Image point grounding data:
####
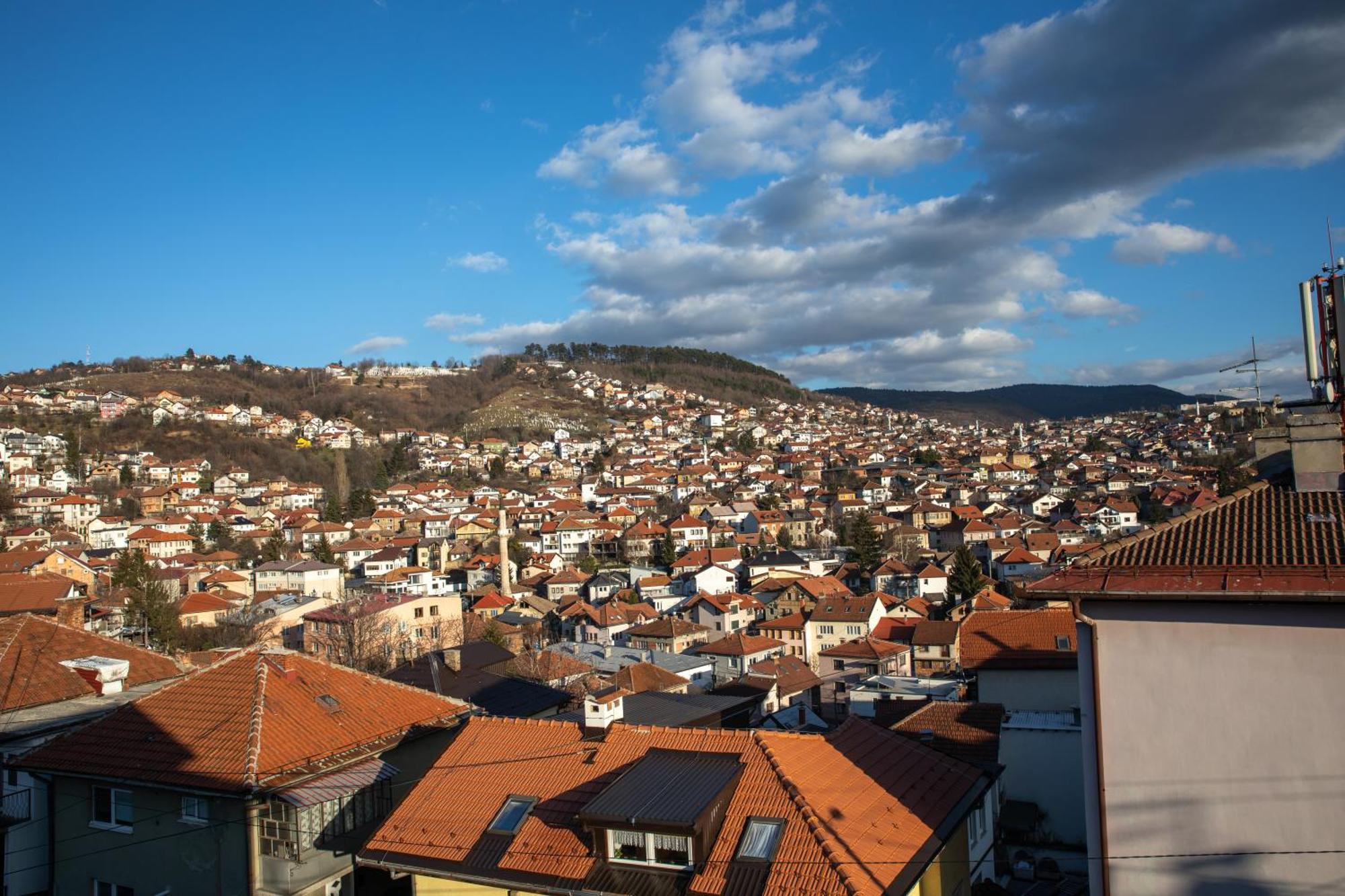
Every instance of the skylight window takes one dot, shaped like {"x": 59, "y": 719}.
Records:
{"x": 761, "y": 838}
{"x": 510, "y": 818}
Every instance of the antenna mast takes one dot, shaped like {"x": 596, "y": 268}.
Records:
{"x": 1250, "y": 366}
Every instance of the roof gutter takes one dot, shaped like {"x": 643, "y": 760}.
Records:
{"x": 494, "y": 883}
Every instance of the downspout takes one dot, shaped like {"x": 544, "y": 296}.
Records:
{"x": 1096, "y": 797}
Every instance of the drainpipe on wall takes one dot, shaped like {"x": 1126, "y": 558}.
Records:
{"x": 1096, "y": 801}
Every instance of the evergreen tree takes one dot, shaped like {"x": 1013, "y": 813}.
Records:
{"x": 198, "y": 537}
{"x": 668, "y": 551}
{"x": 966, "y": 579}
{"x": 323, "y": 551}
{"x": 275, "y": 548}
{"x": 73, "y": 464}
{"x": 866, "y": 541}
####
INSTRUCTIONS TO FOLLOW:
Tally the lines above that include the word "like"; answer with the total only.

SOLUTION TO THE PROBLEM:
6